Retype the piece on the Georgia governor's veto of the religious freedom bill word for word, from its headline to its final sentence.

------ Text to read

Georgia Governor Caves to Big Business, Vetoes Religious Freedom Bill
Georgia’s Republican Governor Nathan Deal has caved to pressure from big business and special interests and vetoed a very modest religious liberty bill. This shows the lack of courage of many in the political class, and it also highlights the extreme nature of the left and the business community. To these groups, even mild religious liberty protections are unacceptable.
Georgia’s Republican Governor Nathan Deal has caved to pressure from big business and special interests and vetoed a very modest religious liberty bill. This shows the lack of courage of many in the political class, and it also highlights the extreme nature of the left and the business community. To these groups, even mild religious liberty protections are unacceptable.
The economic threats made by big businesses to get the government to do their bidding at the expense of the common good are examples of a vicious form of cultural cronyism.
The Georgia religious freedom bill that Deal vetoed would have safeguarded clergy from having to officiate same-sex weddings, prevented faith-based organizations from being forced to hire someone who publicly undermines their mission, and prohibited the state government from discriminating against churches and their affiliated ministries because they believe that marriage is between a man and a woman.
The bill that the Deal vetoed was the result of a series of compromises that significantly watered down the original version. It did not offer protections to bakers, florists, and similar wedding professionals, and it adopted a very narrow definition of faith-based organizations, covering only churches, religious schools, and “integrated auxiliaries” — the same unacceptable definition used by the Obama administration to exclude the Little Sisters of the Poor.

------------
------ Data rows

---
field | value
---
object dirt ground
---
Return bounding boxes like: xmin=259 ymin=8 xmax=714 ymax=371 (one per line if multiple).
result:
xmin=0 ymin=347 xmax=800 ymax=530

------------

Written solution
Georgia Governor Caves to Big Business, Vetoes Religious Freedom Bill
Georgia’s Republican Governor Nathan Deal has caved to pressure from big business and special interests and vetoed a very modest religious liberty bill. This shows the lack of courage of many in the political class, and it also highlights the extreme nature of the left and the business community. To these groups, even mild religious liberty protections are unacceptable.
Georgia’s Republican Governor Nathan Deal has caved to pressure from big business and special interests and vetoed a very modest religious liberty bill. This shows the lack of courage of many in the political class, and it also highlights the extreme nature of the left and the business community. To these groups, even mild religious liberty protections are unacceptable.
The economic threats made by big businesses to get the government to do their bidding at the expense of the common good are examples of a vicious form of cultural cronyism.
The Georgia religious freedom bill that Deal vetoed would have safeguarded clergy from having to officiate same-sex weddings, prevented faith-based organizations from being forced to hire someone who publicly undermines their mission, and prohibited the state government from discriminating against churches and their affiliated ministries because they believe that marriage is between a man and a woman.
The bill that the Deal vetoed was the result of a series of compromises that significantly watered down the original version. It did not offer protections to bakers, florists, and similar wedding professionals, and it adopted a very narrow definition of faith-based organizations, covering only churches, religious schools, and “integrated auxiliaries” — the same unacceptable definition used by the Obama administration to exclude the Little Sisters of the Poor.